• DOCUMENT TEXT:
Tables 7 and 8 report on the performance of those three models, measuring the precision, recall, and f-measure for each of the ten classes as well as the weighted average (Eqs. 7 to 9) across all classes based on the test distribution. For the models trained on the balanced dataset (Table 7), we observe that all three models achieve an average f-measure of more than 0.44. The LSTMC with 0.56 and the LSTMCes with 0.55 slightly outperform the random forest with 0.44. While the LSTMC and LSTMCes only slightly differ regarding precision, RFC yields a lower recall. Furthermore, there are differences on how the models perform for different classes. Class 5 is a challenge for all models, resulting in f-measures lower than 0.25. In contrast with RFC, LSTMC and LSTMCes recognize class 0 fairly well. This is an unexpected behavior since class 0 is in fact the synthetic class containing several error codes.

On the imbalanced dataset, the RFC exhibits an average f-measure of 0.61. The f-measures of LSTMC and LSTMCes differ only slightly, but more than on the balanced dataset. LSTMCes outperforms RFC by 0.15. The performance gap between the LSTMCes and RFC in comparison with the balanced dataset only slightly increases by 0.03. The precision of class 0 decreases across all models, while the f-measure significantly increases. However, the f-measure of class 5 almost decreases to 0 for RFC. The metrics that are insensitive to class imbalance (Table 8) reveal that the LSTMCs fairly well handle the imbalanced dataset. In comparison with the balanced dataset, especially the performance of class 9 increased significantly, although the number of samples used for training remains the same for both datasets.

Table 7 Precision, recall, and f-measure of different models on the balanced dataset
Table 8 Precision, recall, and f-measure of different models on the imbalanced dataset

Figures 4 and 5 show the confusion matrices of the LSTMCes (on the left) and the RFC (in the center) as well as the differences between them (on the right) for both the balanced and the imbalanced dataset. These matrices provide more details on how the models performed with respect to the individual classes. We are able to see which classes the models most often confuse. Since LSTMC and LSTMCes performed equally well, we only show the LSTMCes here.

For the balanced dataset (in Fig. 4), classes 0, 4, and 5 appear to be challenging for LSTMCes and RFC alike. The most frequent misclassifications occur in class 0. The RFC displays more pronounced difficulties to decipher classes. Whereas it often misclassifies samples from class 5 as class 7 and 8, it also confuses classes 0 and 8. The LSTMCes more often misclassifies samples of class 1 to 9 as class 0 than the RFC.

• MATERIAL PROVIDED:
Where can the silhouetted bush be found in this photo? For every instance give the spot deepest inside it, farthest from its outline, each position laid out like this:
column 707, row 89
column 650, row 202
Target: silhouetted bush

• TO DO:
1. In the text comparing the LSTMC, LSTMCes, and random forest classifiers, what average f-measure does the RFC reach on the imbalanced dataset?
2. Carry the classifier evaluation text further, picking up after its final sentence.

• ANSWERS TO THE TASKS:
1. 0.61

2.
The models trained on the imbalanced dataset (in Fig. 5) appear to be troubled by the correct classification of complaints in classes 4 and 5. We see that especially the RFC often wrongly assigns the code 0 to samples from other classes. The LSTMCes suffers from the same problem, but to a much lower extent. While RFC is barely able to correctly classify samples of class 4 (0.05), 5 (0.00) and 8 (0,04), LSTMCes correctly assignes 0.34 resp. 0.26 resp. 0.47 of the samples to those three classes.

We can conclude that the LSTMCes generalizes much better and distinguishes samples of classes 1–9 from class 0, giving it a clear advantage in supporting the employees in correctly assigning error code in an automated way.

Fig. 4
figure 4

Normalized confusion matrices of the LSTMCes (left) and the RFC (right) (balanced dataset)

Fig. 5
figure 5

Normalized confusion matrices of the LSTMCes (left) and the RFC (right) (imbalanced dataset)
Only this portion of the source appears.